> [Extracted information]
<<<<
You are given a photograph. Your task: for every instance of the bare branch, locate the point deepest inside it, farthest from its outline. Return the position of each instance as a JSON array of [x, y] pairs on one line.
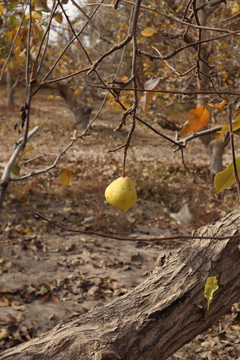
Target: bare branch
[[235, 171], [7, 170]]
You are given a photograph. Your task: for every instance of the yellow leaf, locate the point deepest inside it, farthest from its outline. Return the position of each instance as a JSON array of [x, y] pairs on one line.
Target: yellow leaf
[[35, 16], [77, 91], [210, 287], [41, 5], [197, 118], [148, 32], [226, 178], [235, 8], [29, 148], [58, 17]]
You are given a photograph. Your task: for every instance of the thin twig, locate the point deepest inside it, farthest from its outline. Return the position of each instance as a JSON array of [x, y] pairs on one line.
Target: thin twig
[[12, 45], [7, 169], [48, 168], [121, 238], [235, 170], [181, 48], [203, 92]]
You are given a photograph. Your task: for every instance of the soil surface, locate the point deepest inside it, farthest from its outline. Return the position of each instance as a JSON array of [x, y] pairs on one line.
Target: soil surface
[[49, 274]]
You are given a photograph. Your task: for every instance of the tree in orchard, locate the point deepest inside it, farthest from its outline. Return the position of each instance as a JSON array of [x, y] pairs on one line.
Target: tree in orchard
[[169, 308]]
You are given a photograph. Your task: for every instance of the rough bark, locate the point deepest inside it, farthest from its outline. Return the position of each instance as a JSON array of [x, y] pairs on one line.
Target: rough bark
[[158, 316]]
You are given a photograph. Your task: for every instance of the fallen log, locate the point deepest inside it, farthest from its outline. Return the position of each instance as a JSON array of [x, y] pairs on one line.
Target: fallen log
[[159, 316]]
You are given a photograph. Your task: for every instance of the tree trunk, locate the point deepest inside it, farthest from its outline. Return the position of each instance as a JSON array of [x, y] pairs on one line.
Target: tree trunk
[[160, 315]]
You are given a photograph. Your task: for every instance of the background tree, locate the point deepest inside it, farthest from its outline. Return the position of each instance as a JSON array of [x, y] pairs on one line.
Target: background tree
[[119, 63]]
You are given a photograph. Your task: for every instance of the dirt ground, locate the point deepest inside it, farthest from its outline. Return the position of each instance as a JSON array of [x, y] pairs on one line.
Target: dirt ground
[[48, 275]]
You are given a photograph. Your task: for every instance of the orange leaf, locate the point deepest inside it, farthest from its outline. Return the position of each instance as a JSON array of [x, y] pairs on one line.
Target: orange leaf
[[197, 118], [221, 105]]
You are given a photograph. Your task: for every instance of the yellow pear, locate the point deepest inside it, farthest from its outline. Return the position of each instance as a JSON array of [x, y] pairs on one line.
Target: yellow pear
[[121, 193]]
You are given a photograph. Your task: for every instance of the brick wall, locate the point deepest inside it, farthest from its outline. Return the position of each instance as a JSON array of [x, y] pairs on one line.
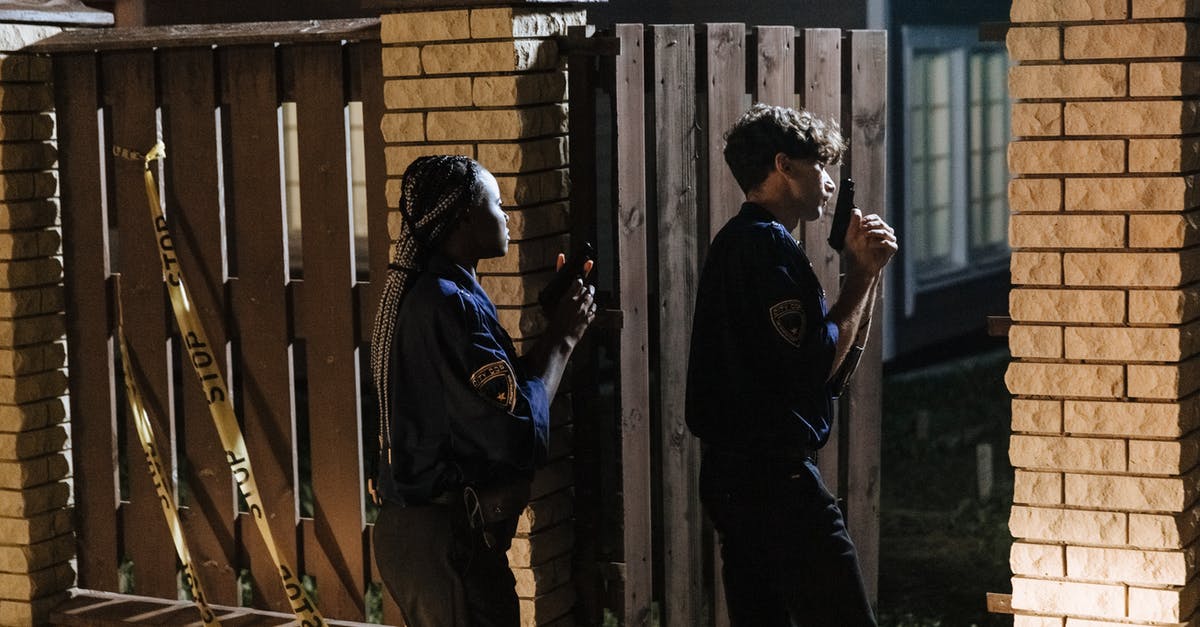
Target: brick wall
[[489, 83], [36, 541], [1105, 311]]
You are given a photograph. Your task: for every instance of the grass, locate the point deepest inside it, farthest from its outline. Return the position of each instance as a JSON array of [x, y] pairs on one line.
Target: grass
[[943, 547]]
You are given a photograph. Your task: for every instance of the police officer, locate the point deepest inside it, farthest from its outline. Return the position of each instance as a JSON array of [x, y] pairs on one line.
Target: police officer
[[463, 418], [765, 348]]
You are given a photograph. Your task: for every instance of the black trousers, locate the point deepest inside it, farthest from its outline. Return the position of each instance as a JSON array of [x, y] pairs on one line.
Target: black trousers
[[441, 571], [789, 560]]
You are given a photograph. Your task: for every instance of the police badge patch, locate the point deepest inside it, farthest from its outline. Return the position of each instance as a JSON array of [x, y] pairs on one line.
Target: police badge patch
[[497, 383], [790, 321]]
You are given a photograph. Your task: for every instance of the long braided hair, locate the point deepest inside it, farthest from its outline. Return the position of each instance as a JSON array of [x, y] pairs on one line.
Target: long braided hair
[[435, 193]]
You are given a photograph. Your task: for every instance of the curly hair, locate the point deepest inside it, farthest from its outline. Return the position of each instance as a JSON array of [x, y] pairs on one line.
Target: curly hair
[[436, 192], [765, 130]]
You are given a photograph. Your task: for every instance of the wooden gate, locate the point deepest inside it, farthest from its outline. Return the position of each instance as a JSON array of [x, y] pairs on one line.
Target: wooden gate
[[292, 330], [655, 196]]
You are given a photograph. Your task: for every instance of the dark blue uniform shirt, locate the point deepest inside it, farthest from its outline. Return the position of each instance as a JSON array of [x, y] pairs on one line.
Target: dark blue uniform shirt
[[463, 410], [762, 344]]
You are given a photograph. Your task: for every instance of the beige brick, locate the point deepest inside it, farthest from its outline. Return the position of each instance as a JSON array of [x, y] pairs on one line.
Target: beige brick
[[425, 25], [1110, 344], [502, 124], [1035, 342], [514, 157], [1129, 41], [31, 416], [1037, 119], [29, 214], [401, 156], [401, 61], [1037, 488], [1081, 156], [526, 256], [1168, 382], [1036, 268], [1091, 81], [1163, 458], [1065, 380], [1158, 231], [519, 89], [1164, 306], [1067, 10], [1067, 453], [1129, 566], [1133, 195], [1061, 231], [1174, 604], [517, 55], [1035, 195], [1037, 560], [1068, 597], [1163, 155], [1067, 525], [427, 93], [1041, 43], [1067, 305], [1146, 494], [402, 127], [533, 189], [1126, 418], [49, 580], [1131, 269], [1128, 118], [1037, 416], [510, 23], [1169, 78], [539, 548], [1164, 531], [22, 332], [33, 557]]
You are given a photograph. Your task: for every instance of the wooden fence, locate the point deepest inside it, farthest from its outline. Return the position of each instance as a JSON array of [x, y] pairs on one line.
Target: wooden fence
[[292, 336], [669, 96]]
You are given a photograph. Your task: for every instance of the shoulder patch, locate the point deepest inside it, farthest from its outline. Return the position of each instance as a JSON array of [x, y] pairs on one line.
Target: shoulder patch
[[790, 321], [497, 383]]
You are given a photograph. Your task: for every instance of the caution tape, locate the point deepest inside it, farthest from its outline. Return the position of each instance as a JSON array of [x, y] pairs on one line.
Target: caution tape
[[216, 392], [161, 484]]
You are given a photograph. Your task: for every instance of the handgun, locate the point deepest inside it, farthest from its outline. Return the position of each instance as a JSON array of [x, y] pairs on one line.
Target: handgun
[[573, 269], [841, 214]]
>>>>
> [Exercise details] Rewrite all of the material above, replacing "photograph" with "image" wherever it occurs and changing nothing else. Leave the pictures out.

> [Written answer]
You are given a image. Your task: for every instance of the bare branch, locate the point deepest inside it, farthest from its outline. Return the position of each instance as a JSON array of [x, y] pairs on one line.
Target: bare branch
[[235, 171], [7, 170]]
You are given a image. Your task: for every instance of the yellow leaf, locate the point deepest inside it, farthest from its outline. Return the position of each instance as a JSON array of [x, y] pairs on one line.
Target: yellow leaf
[[35, 16], [77, 91], [210, 287], [41, 5], [197, 118], [148, 32], [226, 178], [235, 8], [29, 148], [58, 17]]
You are given a image. Your task: for every instance of the thin twig, locate the point deepest inside it, farthest from its outline. Return the position of each instance as a JSON array of [x, y] pairs on one line.
Target: thin twig
[[12, 45], [7, 169], [48, 168], [121, 238], [235, 170], [181, 48], [203, 92]]
You are given a image. Your task: for every instance of the soil surface, locate the point deepest inside it, farthest from its outline. Return the position of each instance as a JSON array of [x, y] pairs on one line.
Target: soil surface
[[49, 274]]
You are given a image. Your task: for every instance of the tree in orchard, locate the point deepest inside it, farthest from its outline. Return the position of each instance as a JSON array of [x, y] pairs on one line.
Target: tree in orchard
[[169, 308]]
You are given a image. Your task: for every instance of the rough bark, locate the point deepest inside it, farthest from its outline. Return the position of each instance as a JSON array of [x, y] pairs on one line.
Target: rough bark
[[158, 316]]
You are given a image. Your task: for every instance of the fallen log, locate the point deepest inside it, farthest from its outline. Return the position of each instance as a JSON array of [x, y] pairs on one line.
Target: fallen log
[[159, 316]]
You are given a image. Your task: for every instance of the tree trunk, locate the point deepest inside it, farthest from its outline. Return the position of each instance as a JSON array of [x, y] pairs on one line.
Target: tree trunk
[[160, 315]]
You are given a image. Your task: for every instance of the background tree, locate the point deepest inside it, farthest from its outline. Return the position of each instance as a JSON array of [x, y] pairs on one line.
Target: background tree
[[119, 63]]
You are given a image. Your task: for every instance of the dirt ground, locate the point deepest inside it, farthest from its outline. Return the position of each instance as a JSON array of [x, y] pairs on one line.
Target: dirt ground
[[48, 275]]
You are given a image. Your task: for every instance of the orange leaf, locate the point deepest inside it, farthest from its outline. Return the position of each instance as a JSON array of [x, y] pairs on one line.
Target: orange leaf
[[197, 118], [221, 105]]
You are given a image. Your task: for every instance of the yellow pear, locate the point deepest inside it, farthest from its outline. Return the position of each instance as a JSON array of [x, y] pairs on one line.
Target: yellow pear
[[121, 193]]
You are given a image. Your task: for every instance of the brick wall, locate the point deepest inside it, farthest from its outline. Return the position of each instance as a JSON array of [x, y] pairs on one line.
Target: brick wall
[[489, 83], [36, 541], [1105, 311]]
You are given a image. Your task: for every instance of the grass, locate the point deepest inside it, farthest from its outline. Return the position of each instance as a JSON array of [x, y] pairs on one line.
Target: grass
[[943, 547]]
You are given a image. Your task: for every instance of the police officer, locate the point deepest inside it, farthest from its outline. Return the position of each instance as a JSON array of [x, y] pairs on one line.
Target: police officer
[[463, 418], [765, 348]]
You are given a image. Your task: for every instance of the black trousers, locate the point deepest inside it, farthest from its outline. Return the position of each instance as a JSON array of [x, y] pairs on one line.
Target: black trousers
[[441, 571], [789, 560]]
You are given a image. Your task: for every instance of the police badge patch, locate the point deepest inside it, farthest from its outline. Return the position of each instance as a JSON array of [x, y] pairs on one line.
Target: police badge patch
[[497, 383], [790, 321]]
You are given a image. Your task: for every instance of the long braided hair, locate the point deepest inside it, farthest from its outline. Return the position of each instance as a JSON array of [x, y] pairs on one line.
Target: long braided hair
[[435, 193]]
You are given a image. Your task: for every instance of the curly hair, locate the point deepest inside it, farthest from its outline. Return the position of each instance as a JSON array of [x, y] pairs on one line.
Target: curly hair
[[436, 192], [765, 130]]
You are given a image. Your task: for every instance of the wooden gate, locate the point deepest inside it, farthest from its outline. Return the position of each instance as a JSON array of [x, y] pairs on one line.
Target: wooden gate
[[292, 330], [655, 196]]
You are given a image. Your task: for every instance of the dark blue uniform shirt, locate the point deepest inside it, farthest from its outline. Return the position of each instance as a JSON array of [x, y] pairs on one line.
Target: dark blue uniform shirt
[[463, 410], [762, 344]]
You are given a image. Your task: for every instance of the beige brick, locate the point deepest inside it, farthest from its outline. Return the position of each instance as a JSON array of [x, y] pairs on one line.
Target: beige brick
[[425, 25], [1110, 344], [502, 124], [1035, 342], [514, 157], [1129, 41], [31, 416], [1037, 119], [29, 214], [401, 156], [401, 61], [1037, 488], [1081, 156], [526, 256], [1168, 382], [1036, 268], [1091, 81], [1163, 458], [1065, 380], [1158, 231], [519, 89], [1164, 306], [1067, 10], [1067, 453], [1129, 566], [1133, 195], [1061, 231], [1174, 604], [517, 55], [1035, 195], [1037, 560], [1068, 597], [1163, 155], [1067, 525], [427, 93], [1041, 43], [1067, 305], [1146, 494], [402, 127], [533, 189], [1126, 418], [49, 580], [1131, 269], [1128, 118], [1037, 416], [510, 23], [1169, 78], [539, 548], [1164, 531], [22, 332], [33, 557]]
You are given a image. Your task: for every instance of the wooden fence, locate the point deepest inside it, farthest from its outline. Return the position of each instance as a JSON array of [x, y] pairs on one line.
Target: wooden fence
[[292, 336], [669, 96]]
You are given a image. Your task: for every instance of the shoulder patch, locate the point deepest inside it, farthest from its outline. Return the position of each instance as a JSON array of [x, y] pairs on one line.
Target: shoulder patch
[[790, 321], [497, 383]]
You are given a image. Your task: for every instance of the caution tape, locate the point deepest inside it, farthest from its outline. Return the position of each instance as a JSON array of [x, y] pairs on one line.
Target: caution tape
[[216, 392], [161, 484]]
You are given a image. Your task: for every instance of the handgun, locate the point deepest inside it, farthest from its outline. Return the position of each instance as a JSON array of [x, y] pairs on one line.
Target: handgun
[[573, 269], [841, 214]]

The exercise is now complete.